**Exercise prompt:**
Reproduce the data below line for line without changing anything, and leave out the picture.
☆ ☆ ☆ ☆ ☆ ☆ ☆
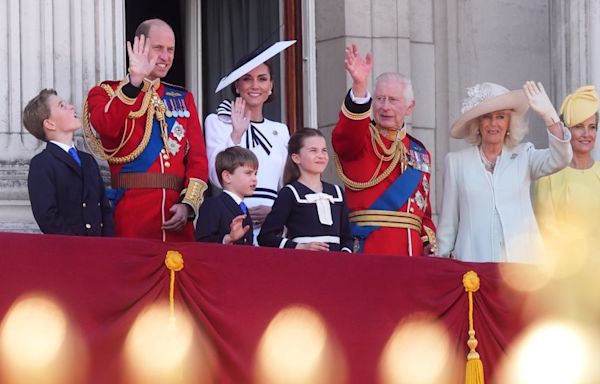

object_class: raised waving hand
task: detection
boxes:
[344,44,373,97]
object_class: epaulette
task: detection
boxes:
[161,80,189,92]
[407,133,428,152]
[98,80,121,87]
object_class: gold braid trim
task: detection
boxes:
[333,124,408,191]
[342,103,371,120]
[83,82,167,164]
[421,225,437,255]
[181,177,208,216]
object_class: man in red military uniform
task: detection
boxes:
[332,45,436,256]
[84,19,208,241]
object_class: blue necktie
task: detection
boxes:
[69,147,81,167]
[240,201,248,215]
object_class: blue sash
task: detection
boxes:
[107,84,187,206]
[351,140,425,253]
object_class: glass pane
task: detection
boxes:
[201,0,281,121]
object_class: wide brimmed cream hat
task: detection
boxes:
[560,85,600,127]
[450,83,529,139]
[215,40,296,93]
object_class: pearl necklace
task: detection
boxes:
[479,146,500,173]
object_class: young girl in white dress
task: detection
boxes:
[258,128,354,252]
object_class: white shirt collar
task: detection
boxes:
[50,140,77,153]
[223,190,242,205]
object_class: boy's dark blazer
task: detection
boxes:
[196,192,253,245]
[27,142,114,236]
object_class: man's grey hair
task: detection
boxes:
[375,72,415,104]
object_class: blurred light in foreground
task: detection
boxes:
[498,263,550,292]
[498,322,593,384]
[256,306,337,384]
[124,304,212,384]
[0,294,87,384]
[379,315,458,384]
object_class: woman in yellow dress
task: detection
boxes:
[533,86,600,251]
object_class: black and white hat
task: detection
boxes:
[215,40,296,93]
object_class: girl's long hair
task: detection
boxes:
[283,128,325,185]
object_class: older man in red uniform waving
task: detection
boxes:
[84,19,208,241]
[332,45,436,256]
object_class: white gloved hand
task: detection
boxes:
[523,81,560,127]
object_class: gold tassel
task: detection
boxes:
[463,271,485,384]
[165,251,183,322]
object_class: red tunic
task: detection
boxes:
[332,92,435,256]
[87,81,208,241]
☆ ☆ ☆ ☆ ☆ ☆ ☆
**Finished answer:**
object_class: raised waving hand
task: detection
boxes:
[344,44,373,97]
object_class: epaulette
task: detection
boxes:
[161,80,189,92]
[407,133,428,152]
[98,80,121,87]
object_class: gold braid trim
task: detection
boxes:
[333,124,408,191]
[342,103,371,120]
[83,82,167,164]
[421,225,437,255]
[181,177,208,216]
object_class: man in red military uniform
task: detection
boxes:
[332,45,436,256]
[84,19,208,241]
object_class: blue necktie
task: detection
boxes:
[69,147,81,167]
[240,201,248,215]
object_class: blue sash
task: detection
boxes:
[107,84,187,206]
[351,140,425,253]
object_class: glass pane
task: detection
boxes:
[201,0,281,121]
object_class: wide brimmed cream hat
task: detection
boxes:
[560,85,600,127]
[450,83,529,139]
[215,40,296,93]
object_class: pearl necklace
task: detection
boxes:
[479,146,500,173]
object_class: young girl in white dress
task: detection
boxes:
[258,128,354,252]
object_class: white shirt collar
task: detection
boxes:
[50,140,77,153]
[223,190,242,205]
object_class: boy's dark blazer
task: detection
boxes:
[196,192,253,245]
[27,142,114,236]
object_class: man's grey hair
task: detection
boxes:
[375,72,415,104]
object_class: blurred light in foreground
task: detection
boxes:
[498,263,550,292]
[498,322,593,384]
[256,306,337,384]
[124,304,212,384]
[0,294,87,384]
[379,315,458,384]
object_class: woman in yellow dress
task: detection
boxes:
[533,86,600,251]
object_class: black and white hat
task: detection
boxes:
[215,40,296,93]
object_class: girl's long hair
task: detection
boxes:
[283,128,325,185]
object_class: older man in red uniform waving
task: detection
boxes:
[84,19,208,241]
[332,45,436,256]
object_class: white gloved hand
task: detection
boxes:
[523,81,560,127]
object_class: gold tassel
task: detection
boxes:
[463,271,485,384]
[165,251,183,322]
object_class: red tunic
task: detection
boxes:
[332,92,435,256]
[87,81,208,241]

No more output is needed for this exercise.